Annotated coordinate records
↓↓↓
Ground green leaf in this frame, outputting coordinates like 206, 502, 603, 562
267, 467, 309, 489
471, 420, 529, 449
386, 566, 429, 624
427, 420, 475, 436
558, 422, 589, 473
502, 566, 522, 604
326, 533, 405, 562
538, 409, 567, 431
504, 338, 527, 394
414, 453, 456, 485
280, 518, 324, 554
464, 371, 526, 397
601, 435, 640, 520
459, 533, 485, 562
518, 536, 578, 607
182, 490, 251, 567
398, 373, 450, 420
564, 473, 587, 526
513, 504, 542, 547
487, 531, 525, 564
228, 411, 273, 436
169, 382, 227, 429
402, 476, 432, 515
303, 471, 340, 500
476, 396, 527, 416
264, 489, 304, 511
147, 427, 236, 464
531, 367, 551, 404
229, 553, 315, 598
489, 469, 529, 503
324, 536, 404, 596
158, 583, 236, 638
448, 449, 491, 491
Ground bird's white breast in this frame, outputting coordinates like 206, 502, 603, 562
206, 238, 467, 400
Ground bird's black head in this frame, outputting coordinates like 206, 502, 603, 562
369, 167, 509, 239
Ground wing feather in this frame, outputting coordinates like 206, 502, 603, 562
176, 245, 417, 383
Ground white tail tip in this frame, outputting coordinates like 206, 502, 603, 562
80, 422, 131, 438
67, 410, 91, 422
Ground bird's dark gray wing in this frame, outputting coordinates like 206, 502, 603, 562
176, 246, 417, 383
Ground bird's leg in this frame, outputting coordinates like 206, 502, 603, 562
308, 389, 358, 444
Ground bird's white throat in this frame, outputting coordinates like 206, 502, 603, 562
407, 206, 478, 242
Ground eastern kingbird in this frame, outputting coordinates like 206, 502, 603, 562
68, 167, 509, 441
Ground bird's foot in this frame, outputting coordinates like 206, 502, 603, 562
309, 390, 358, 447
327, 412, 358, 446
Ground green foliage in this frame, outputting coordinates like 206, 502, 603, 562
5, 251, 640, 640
↑↑↑
§ **What you have to do**: Return, word for word, every line of the records from the one containing "Ground bird's black" down to the last line of the records, including both of those lines.

§ **Written response**:
Ground bird's black head in this frame, outputting coordinates like 206, 502, 603, 562
369, 167, 509, 239
Ground wing feather in this frame, outputting coordinates like 206, 502, 603, 562
176, 245, 417, 383
Ground white tail tip in this frame, outputting coordinates like 206, 502, 603, 562
80, 422, 131, 438
67, 410, 91, 422
Ground bird's dark gray wing in this frame, outputting coordinates like 206, 502, 603, 562
176, 246, 417, 383
Ground bird's leg in this frame, outputting coordinates like 206, 502, 603, 562
308, 389, 358, 444
Ground bird's white throat in this frame, outputting coordinates like 206, 502, 603, 562
407, 206, 478, 242
Ground eastern kingbird in this frame, outputting coordinates like 206, 502, 603, 562
68, 167, 509, 441
Ground bird's foot in this frame, outputting coordinates like 206, 502, 603, 562
309, 390, 358, 447
327, 412, 358, 446
Ground green foliage in this frame, outputting coordinates like 206, 502, 603, 562
5, 251, 640, 640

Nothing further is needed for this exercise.